*Requirement*: Transcribe all records exactly.

*Data for review*:
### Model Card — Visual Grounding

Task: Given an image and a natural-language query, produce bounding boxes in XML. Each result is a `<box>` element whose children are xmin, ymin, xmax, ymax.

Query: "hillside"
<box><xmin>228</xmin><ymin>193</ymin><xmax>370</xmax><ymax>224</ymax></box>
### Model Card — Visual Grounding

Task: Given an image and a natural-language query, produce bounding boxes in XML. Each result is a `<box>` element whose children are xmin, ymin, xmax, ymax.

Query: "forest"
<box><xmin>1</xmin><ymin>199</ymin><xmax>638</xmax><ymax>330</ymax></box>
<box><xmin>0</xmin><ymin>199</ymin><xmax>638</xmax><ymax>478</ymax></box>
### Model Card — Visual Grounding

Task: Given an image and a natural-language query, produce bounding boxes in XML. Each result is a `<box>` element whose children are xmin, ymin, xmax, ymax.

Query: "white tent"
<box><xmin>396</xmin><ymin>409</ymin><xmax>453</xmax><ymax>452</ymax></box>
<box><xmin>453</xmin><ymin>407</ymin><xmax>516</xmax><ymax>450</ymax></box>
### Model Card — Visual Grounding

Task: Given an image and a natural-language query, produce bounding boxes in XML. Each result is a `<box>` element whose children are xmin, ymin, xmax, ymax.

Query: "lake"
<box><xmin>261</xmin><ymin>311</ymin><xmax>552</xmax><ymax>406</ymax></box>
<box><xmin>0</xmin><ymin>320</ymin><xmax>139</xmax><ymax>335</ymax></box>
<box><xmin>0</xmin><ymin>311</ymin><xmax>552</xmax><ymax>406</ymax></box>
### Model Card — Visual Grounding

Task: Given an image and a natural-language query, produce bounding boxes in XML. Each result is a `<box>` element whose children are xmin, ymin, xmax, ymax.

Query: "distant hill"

*Exercise answer*:
### Model Card — Visual Grounding

Task: Given an image and a natural-language query, produce bounding boxes in XML. Each result is a `<box>` element whose children are xmin, ymin, xmax, ymax.

Query: "hillside"
<box><xmin>228</xmin><ymin>193</ymin><xmax>370</xmax><ymax>224</ymax></box>
### Model Card — Visual Grounding

Task: Given an image and a natural-language query, produce bounding boxes in XML. Each result is a `<box>` element whose children are xmin, ymin, xmax, ymax.

Query: "forest"
<box><xmin>1</xmin><ymin>199</ymin><xmax>638</xmax><ymax>330</ymax></box>
<box><xmin>0</xmin><ymin>199</ymin><xmax>638</xmax><ymax>478</ymax></box>
### Model Card — Visual Grounding

Task: Given an image and a natural-language query, produce bounding boxes in XML. Each result is a `<box>` element whose children are xmin, ymin, xmax, ymax.

Query: "white tent"
<box><xmin>396</xmin><ymin>409</ymin><xmax>453</xmax><ymax>452</ymax></box>
<box><xmin>453</xmin><ymin>407</ymin><xmax>516</xmax><ymax>450</ymax></box>
### Model Card — Visual Grounding

Task: Given an image and a natural-language query, produce bounding boxes in XML. Each result is a `<box>` element whose children are xmin, ymin, xmax, ymax.

Query: "lake"
<box><xmin>261</xmin><ymin>311</ymin><xmax>552</xmax><ymax>406</ymax></box>
<box><xmin>0</xmin><ymin>320</ymin><xmax>139</xmax><ymax>335</ymax></box>
<box><xmin>0</xmin><ymin>311</ymin><xmax>552</xmax><ymax>406</ymax></box>
### Model Card — Visual Grounding

Task: Given an image and a natural-language query, produce bounding boxes in XML. Each result is a `<box>` element whose children are xmin, ymin, xmax, ymax.

Query: "distant hill"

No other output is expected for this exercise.